Work request A: Lay out as a numbered list the rows that follow the forum thread below, from the line at the start of the rows to the line with "box: [99, 145, 172, 315]", including both ends. Skip blank lines and leave the pictures out.

Extract provided:
•••••

Requesting removal in most cases only confirms your address is legit. Most spammers don't care.

Me, I just want the ability to send a pulse back that causes the originating server to explode.


----------



## Sukerkin (Jan 31, 2013)

:chuckles at Bob's last:  I have pity for the person if it's a 'zombie' :lol:.

Aye, tho' I do have to say that this is not really a topic for the Study (the OP and it's title being a bit on the rude side), spam is a problem.  But it does not take long to train a filter to shut it out.  I find Google mails spam filtering is top notch and I am surprised to hear that there are still providers who are not doing a good job in this regard.


----------



## harlan (Jan 31, 2013)

Dang, Dan. You must rate around here...the one time I used the 'D' word, it was edited by the mod and I got spanked for it.


----------



## Sukerkin (Jan 31, 2013)

Fear not, Harlan, the wheels might turn slowly sometimes but they do turn.


----------



## granfire (Jan 31, 2013)

harlan said:


> Dang, Dan. You must rate around here...the one time I used the 'D' word, it was edited by the mod and I got spanked for it.



The spammer's name is Richard! :wink:


----------



## Tez3 (Jan 31, 2013)

Someone is giving out spankings and no one came to tell me..........................?

You do know the word 'spanking' has naughty connotations in the UK?


----------



## Sukerkin (Jan 31, 2013)

:lol:  Indeed.  Tho' I have yet to be called upon to administer such ... I can only suppose the girls I know are insufficiently naughty :angel:


----------



## Xue Sheng (Jan 31, 2013)

Tez3 said:


> You do know the word 'spanking' has naughty connotations in the UK?



It has more than one meaning here....with naughty connotations


----------



## punisher73 (Jan 31, 2013)

I can't remember the name of the free program, but it actually will show you how many websites are tracking you while you surf the internet.  Most spam and advertisements are based on your browsing history and preferences.  In this case, it doesn't necessarily mean porn, but you could have been surfing alot of health articles or sites that indicate a middle aged man.


----------



## Xue Sheng (Jan 31, 2013)

granfire said:


> The spammer's name is Richard! :wink:




Or it could be Broke meaning poor so it is Poor Richard....:hmm: but why would anyone be spamming you about poor Richards almanac by Ben Franklin.... are you sure your getting spammed


----------



## Bob Hubbard (Jan 31, 2013)

•••••

Source information:
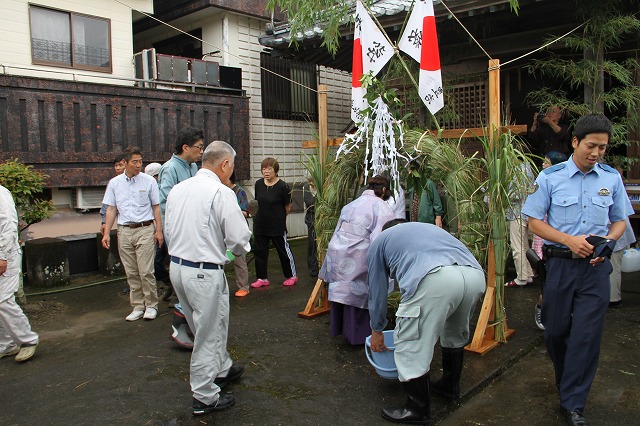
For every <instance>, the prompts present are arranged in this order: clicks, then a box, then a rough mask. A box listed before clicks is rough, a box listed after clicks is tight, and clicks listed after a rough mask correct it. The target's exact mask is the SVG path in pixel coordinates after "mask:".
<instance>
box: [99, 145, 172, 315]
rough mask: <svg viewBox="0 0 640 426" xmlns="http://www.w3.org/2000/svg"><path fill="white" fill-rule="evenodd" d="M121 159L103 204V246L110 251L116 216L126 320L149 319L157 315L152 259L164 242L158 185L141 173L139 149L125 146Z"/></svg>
mask: <svg viewBox="0 0 640 426" xmlns="http://www.w3.org/2000/svg"><path fill="white" fill-rule="evenodd" d="M122 156H123V158H124V161H125V169H124V173H123V174H121V175H119V176H116V177H114V178H113V179H111V180H110V181H109V185H107V190H106V192H105V194H104V200H103V201H102V203H103V204H106V205H108V207H107V218H106V223H105V228H106V231H105V233H104V236H103V237H102V246H103V247H104V248H106V249H109V246H110V243H111V237H110V235H109V234H110V233H109V230H111V227H112V226H113V223H114V222H115V221H116V216H117V219H118V252H119V253H120V260H122V265H123V266H124V271H125V273H126V274H127V283H128V284H129V288H130V292H129V299H130V301H131V306H132V307H133V311H132V312H131V313H130V314H129V315H128V316H127V318H126V320H127V321H135V320H138V319H140V318H142V317H144V319H147V320H152V319H155V317H156V316H157V315H158V290H157V288H156V279H155V276H154V275H153V260H154V258H155V254H156V243H157V244H158V245H162V241H163V237H162V222H161V220H160V196H159V193H158V184H157V183H156V181H155V179H154V178H152V177H151V176H149V175H146V174H144V173H140V171H141V170H142V153H141V152H140V149H139V148H136V147H128V148H126V149H125V150H124V151H123V153H122ZM154 222H155V226H154Z"/></svg>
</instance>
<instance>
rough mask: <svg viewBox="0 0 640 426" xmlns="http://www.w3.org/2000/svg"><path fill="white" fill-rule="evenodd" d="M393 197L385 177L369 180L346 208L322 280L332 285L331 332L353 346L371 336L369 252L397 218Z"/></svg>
mask: <svg viewBox="0 0 640 426" xmlns="http://www.w3.org/2000/svg"><path fill="white" fill-rule="evenodd" d="M390 195H391V193H390V192H389V181H388V180H387V179H386V178H384V177H382V176H374V177H373V178H371V179H369V182H368V186H367V189H366V190H365V191H364V192H363V193H362V195H361V196H360V197H358V198H356V199H355V200H353V201H352V202H350V203H349V204H347V205H346V206H344V207H343V208H342V211H341V212H340V218H339V219H338V225H337V226H336V230H335V231H334V233H333V237H332V238H331V241H330V242H329V247H328V248H327V254H326V256H325V259H324V262H323V264H322V268H321V269H320V273H319V274H318V277H319V278H321V279H322V280H324V281H325V282H327V283H329V301H330V302H331V315H330V324H331V326H330V332H331V335H332V336H339V335H342V336H344V338H345V339H346V340H347V342H349V343H350V344H352V345H362V344H364V341H365V339H366V337H367V336H368V335H369V334H371V327H370V325H369V310H368V309H367V297H368V295H369V287H368V286H367V252H368V251H369V245H370V244H371V242H372V241H373V240H374V239H375V238H376V237H377V236H378V235H379V234H380V232H382V226H383V225H384V224H385V223H386V222H387V221H389V220H392V219H394V218H395V214H394V212H393V210H391V207H389V205H388V204H387V203H386V200H387V199H388V198H389V196H390Z"/></svg>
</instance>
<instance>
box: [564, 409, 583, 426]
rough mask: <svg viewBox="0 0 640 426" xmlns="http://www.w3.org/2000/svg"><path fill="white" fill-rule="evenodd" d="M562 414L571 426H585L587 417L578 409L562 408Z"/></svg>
mask: <svg viewBox="0 0 640 426" xmlns="http://www.w3.org/2000/svg"><path fill="white" fill-rule="evenodd" d="M562 411H563V412H564V416H565V417H566V418H567V422H568V423H569V424H570V425H571V426H587V419H585V418H584V416H583V415H582V412H580V411H578V410H566V409H564V410H562Z"/></svg>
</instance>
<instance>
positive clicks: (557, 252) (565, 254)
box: [542, 245, 582, 259]
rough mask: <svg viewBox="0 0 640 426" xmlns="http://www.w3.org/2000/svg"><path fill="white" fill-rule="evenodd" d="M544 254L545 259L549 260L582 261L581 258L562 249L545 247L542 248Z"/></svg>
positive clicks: (553, 247) (551, 247) (570, 252)
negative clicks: (566, 259)
mask: <svg viewBox="0 0 640 426" xmlns="http://www.w3.org/2000/svg"><path fill="white" fill-rule="evenodd" d="M542 252H543V253H544V257H545V258H547V259H548V258H550V257H559V258H562V259H582V258H581V257H580V256H578V255H576V254H574V253H573V252H572V251H571V250H569V249H562V248H559V247H553V246H547V245H545V246H542Z"/></svg>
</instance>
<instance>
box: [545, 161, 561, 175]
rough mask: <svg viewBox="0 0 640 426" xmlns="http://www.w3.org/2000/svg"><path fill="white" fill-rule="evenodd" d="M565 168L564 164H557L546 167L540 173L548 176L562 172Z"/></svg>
mask: <svg viewBox="0 0 640 426" xmlns="http://www.w3.org/2000/svg"><path fill="white" fill-rule="evenodd" d="M564 168H565V163H558V164H556V165H555V166H551V167H547V168H546V169H544V170H543V171H542V173H544V174H545V175H550V174H551V173H555V172H557V171H558V170H562V169H564Z"/></svg>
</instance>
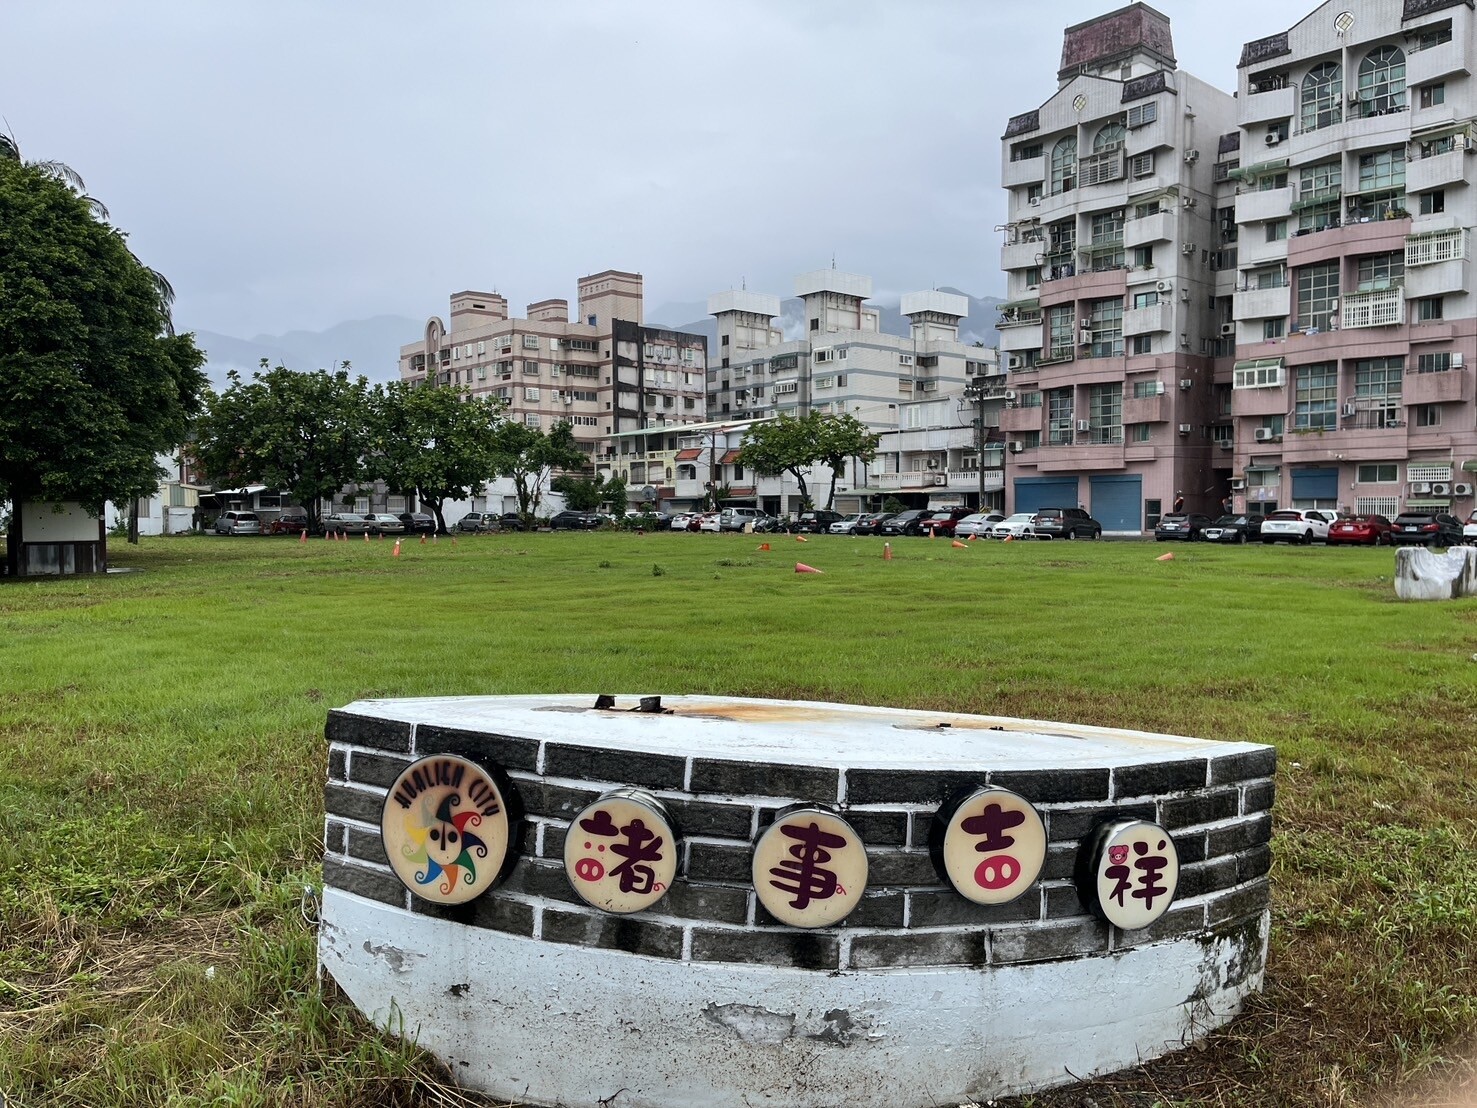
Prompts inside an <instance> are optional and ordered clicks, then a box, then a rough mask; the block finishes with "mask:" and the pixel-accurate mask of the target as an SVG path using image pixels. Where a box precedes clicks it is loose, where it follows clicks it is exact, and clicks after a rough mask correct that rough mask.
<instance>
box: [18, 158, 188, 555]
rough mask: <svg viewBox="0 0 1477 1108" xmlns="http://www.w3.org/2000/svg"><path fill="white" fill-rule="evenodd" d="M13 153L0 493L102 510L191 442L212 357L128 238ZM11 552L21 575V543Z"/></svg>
mask: <svg viewBox="0 0 1477 1108" xmlns="http://www.w3.org/2000/svg"><path fill="white" fill-rule="evenodd" d="M12 151H13V142H9V140H7V142H6V143H4V145H3V146H0V496H7V498H9V499H10V501H12V507H13V508H19V505H21V504H24V502H27V501H80V502H81V504H84V505H87V507H89V508H90V510H93V511H102V505H103V502H105V501H114V502H120V504H121V502H124V501H128V499H133V498H136V496H146V495H149V493H152V492H154V490H155V489H158V483H160V477H161V476H162V470H161V468H160V467H158V464H157V461H155V459H157V456H158V455H160V454H165V452H168V451H171V449H174V448H177V446H179V445H180V443H183V442H185V437H186V433H188V428H189V421H191V418H192V417H193V415H195V412H196V411H198V409H199V403H201V396H202V394H204V391H205V389H207V381H205V377H204V374H202V372H201V365H202V363H204V360H205V359H204V355H202V353H201V352H199V349H196V346H195V340H193V337H192V335H174V334H171V331H170V326H168V316H167V312H165V310H164V307H162V304H161V301H160V297H158V288H157V284H155V281H154V276H152V273H151V270H149V269H148V267H146V266H143V264H142V263H140V261H139V260H137V259H136V257H134V256H133V253H131V251H130V250H128V247H127V244H126V242H124V238H123V235H121V233H120V232H118V230H115V229H114V228H111V226H108V225H106V223H102V222H99V220H97V219H95V217H93V214H92V211H90V208H89V205H87V202H86V201H84V199H83V198H81V196H78V195H77V194H75V191H74V189H72V188H69V186H68V185H66V183H65V182H64V180H62V179H59V177H58V176H56V173H55V171H50V170H47V168H44V167H37V165H27V164H25V163H22V161H21V160H19V158H18V157H15V155H13V154H12ZM19 516H21V513H19V511H13V513H12V520H18V519H19ZM15 526H16V524H15V521H12V536H13V527H15ZM9 557H10V560H12V572H15V569H16V563H18V558H19V544H18V542H15V541H12V542H10V544H9Z"/></svg>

•••••

Work request B: Rewrite the passage of the forum thread about spam from "Me, I just want" to "in this regard.", replacing "Google" with "Yahoo".

Final answer A:
1. For every <instance>, the prompts present are arranged in this order: clicks, then a box, then a rough mask. A box listed before clicks is rough, a box listed after clicks is tight, and clicks listed after a rough mask correct it. The target's exact mask is the SVG path in pixel coordinates after "mask:".
2. <instance>
3. box: [99, 145, 172, 315]

Final answer B:
Me, I just want the ability to send a pulse back that causes the originating server to explode.


----------



## Sukerkin (Jan 31, 2013)

:chuckles at Bob's last:  I have pity for the person if it's a 'zombie' :lol:.

Aye, tho' I do have to say that this is not really a topic for the Study (the OP and it's title being a bit on the rude side), spam is a problem.  But it does not take long to train a filter to shut it out.  I find Yahoo mails spam filtering is top notch and I am surprised to hear that there are still providers who are not doing a good job in this regard.